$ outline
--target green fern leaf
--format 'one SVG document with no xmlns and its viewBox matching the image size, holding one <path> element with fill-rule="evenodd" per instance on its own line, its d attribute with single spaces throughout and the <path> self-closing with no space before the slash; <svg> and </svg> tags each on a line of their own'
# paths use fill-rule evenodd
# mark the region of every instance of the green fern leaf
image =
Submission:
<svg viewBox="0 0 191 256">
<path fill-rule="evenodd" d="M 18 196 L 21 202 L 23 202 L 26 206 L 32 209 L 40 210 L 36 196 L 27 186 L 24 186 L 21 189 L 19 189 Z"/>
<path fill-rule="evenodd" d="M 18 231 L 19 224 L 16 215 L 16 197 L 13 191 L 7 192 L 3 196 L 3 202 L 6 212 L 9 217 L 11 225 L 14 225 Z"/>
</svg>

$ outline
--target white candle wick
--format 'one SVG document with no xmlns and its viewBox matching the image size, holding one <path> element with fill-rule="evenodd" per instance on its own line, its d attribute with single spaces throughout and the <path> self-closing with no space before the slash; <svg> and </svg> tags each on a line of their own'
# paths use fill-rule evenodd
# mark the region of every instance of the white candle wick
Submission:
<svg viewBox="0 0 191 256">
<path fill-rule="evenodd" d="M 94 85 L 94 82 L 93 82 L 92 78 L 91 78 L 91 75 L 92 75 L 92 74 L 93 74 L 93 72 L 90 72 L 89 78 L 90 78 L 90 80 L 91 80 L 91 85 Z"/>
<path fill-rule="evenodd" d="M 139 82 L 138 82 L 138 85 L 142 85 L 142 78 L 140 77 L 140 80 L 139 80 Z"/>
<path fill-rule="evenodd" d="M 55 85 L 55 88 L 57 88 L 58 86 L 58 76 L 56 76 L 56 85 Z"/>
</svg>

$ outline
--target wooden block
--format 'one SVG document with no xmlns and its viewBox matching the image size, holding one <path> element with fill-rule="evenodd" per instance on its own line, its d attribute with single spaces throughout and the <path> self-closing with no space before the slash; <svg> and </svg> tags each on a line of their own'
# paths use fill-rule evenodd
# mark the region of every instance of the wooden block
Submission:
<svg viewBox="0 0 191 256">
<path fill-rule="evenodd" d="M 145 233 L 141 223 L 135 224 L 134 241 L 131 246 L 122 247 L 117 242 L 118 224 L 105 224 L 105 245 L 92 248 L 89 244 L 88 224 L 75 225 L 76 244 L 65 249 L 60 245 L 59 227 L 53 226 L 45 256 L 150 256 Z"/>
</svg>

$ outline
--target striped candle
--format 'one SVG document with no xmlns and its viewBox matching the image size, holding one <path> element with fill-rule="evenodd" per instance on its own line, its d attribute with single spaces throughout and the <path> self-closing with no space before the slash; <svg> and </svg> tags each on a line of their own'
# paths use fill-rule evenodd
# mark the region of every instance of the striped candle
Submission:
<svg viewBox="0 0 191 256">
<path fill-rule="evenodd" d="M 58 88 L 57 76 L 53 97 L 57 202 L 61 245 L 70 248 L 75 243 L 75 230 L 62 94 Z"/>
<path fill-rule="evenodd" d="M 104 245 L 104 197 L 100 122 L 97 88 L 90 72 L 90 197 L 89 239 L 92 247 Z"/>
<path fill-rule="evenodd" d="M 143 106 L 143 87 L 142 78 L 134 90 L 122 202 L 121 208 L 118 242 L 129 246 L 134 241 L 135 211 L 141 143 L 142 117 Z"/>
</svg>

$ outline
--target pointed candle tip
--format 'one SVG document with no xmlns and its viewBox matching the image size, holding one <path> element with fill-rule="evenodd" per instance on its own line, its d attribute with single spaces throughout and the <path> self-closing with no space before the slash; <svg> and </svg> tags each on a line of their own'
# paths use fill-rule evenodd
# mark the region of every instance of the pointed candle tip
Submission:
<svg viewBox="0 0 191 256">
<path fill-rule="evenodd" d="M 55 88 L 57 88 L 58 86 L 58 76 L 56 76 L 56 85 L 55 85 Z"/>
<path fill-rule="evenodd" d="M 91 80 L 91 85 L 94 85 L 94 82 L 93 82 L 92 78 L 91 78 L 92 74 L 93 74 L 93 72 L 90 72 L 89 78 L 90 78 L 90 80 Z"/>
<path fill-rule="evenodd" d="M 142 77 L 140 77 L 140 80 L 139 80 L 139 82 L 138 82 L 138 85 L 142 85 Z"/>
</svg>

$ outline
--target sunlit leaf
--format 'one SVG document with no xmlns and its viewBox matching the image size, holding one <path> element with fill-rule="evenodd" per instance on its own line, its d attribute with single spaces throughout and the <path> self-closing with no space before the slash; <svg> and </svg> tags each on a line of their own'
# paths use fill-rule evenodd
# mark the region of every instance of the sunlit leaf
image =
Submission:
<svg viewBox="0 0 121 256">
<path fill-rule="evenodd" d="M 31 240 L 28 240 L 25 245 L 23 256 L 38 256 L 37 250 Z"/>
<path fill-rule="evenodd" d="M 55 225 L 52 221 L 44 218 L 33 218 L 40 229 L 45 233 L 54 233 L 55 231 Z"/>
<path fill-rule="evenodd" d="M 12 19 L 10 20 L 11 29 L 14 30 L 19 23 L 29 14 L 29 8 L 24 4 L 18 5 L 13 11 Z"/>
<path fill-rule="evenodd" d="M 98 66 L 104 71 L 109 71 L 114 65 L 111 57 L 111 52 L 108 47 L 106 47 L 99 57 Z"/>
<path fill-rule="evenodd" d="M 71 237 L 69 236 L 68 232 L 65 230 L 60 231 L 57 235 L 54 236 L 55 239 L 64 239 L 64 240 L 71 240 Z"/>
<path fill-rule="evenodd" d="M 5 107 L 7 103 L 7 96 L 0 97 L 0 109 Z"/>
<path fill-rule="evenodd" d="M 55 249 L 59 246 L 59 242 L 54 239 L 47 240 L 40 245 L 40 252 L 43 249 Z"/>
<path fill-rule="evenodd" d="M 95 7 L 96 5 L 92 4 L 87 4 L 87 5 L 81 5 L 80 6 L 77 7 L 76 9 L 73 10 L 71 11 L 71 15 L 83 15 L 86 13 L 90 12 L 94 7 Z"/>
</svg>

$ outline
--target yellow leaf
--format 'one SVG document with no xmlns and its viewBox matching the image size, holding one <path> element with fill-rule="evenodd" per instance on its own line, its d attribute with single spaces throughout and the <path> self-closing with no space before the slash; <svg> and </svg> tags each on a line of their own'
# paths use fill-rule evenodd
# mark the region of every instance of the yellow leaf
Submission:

☆ ☆ ☆ ☆ ☆ ☆ ☆

▸ **The request**
Copy out the data verbatim, from the start of the data through the line that contains "18 196 L 21", with that line included.

▸ **Output of the exercise**
$ outline
--target green fern leaf
--format 'one SVG document with no xmlns and its viewBox matching the image size, holding one <path> element with fill-rule="evenodd" per instance on its own line, its d attribute with single spaces throughout and the <path> self-closing with no space before the slash; <svg> and </svg> tags each on a line of their own'
# paths use fill-rule evenodd
# mark the region of every instance of the green fern leaf
image =
Submission:
<svg viewBox="0 0 191 256">
<path fill-rule="evenodd" d="M 18 196 L 21 202 L 23 202 L 26 206 L 32 209 L 40 210 L 36 196 L 27 186 L 24 186 L 21 189 L 19 189 Z"/>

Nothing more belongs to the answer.